▸ **Request**:
Could you switch "corner tuples" to "corner pairs" in the material below and give every line again, unchanged otherwise, with the pictures left out?

Box annotations for photos
<<<<

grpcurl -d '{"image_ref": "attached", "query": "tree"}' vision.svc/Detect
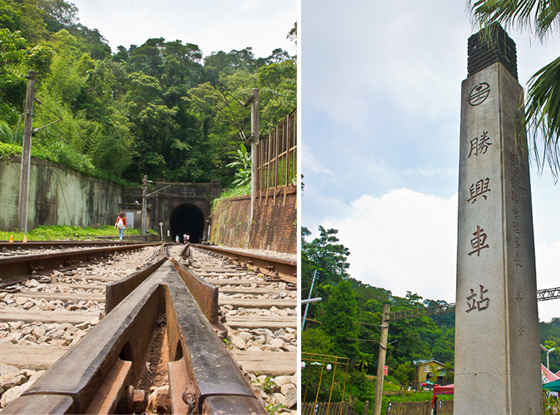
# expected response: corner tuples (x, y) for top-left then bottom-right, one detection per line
(301, 226), (350, 292)
(469, 0), (560, 177)
(322, 281), (360, 359)
(393, 361), (416, 392)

>>>>

▸ **Result for this exercise**:
grpcurl -d '{"image_ref": "attached", "query": "tree"}' vision.svc/Detect
# expected response: corner pairs (x, y) for top-left then bottom-right, one detection per line
(301, 226), (350, 292)
(469, 0), (560, 177)
(322, 281), (360, 359)
(393, 361), (416, 392)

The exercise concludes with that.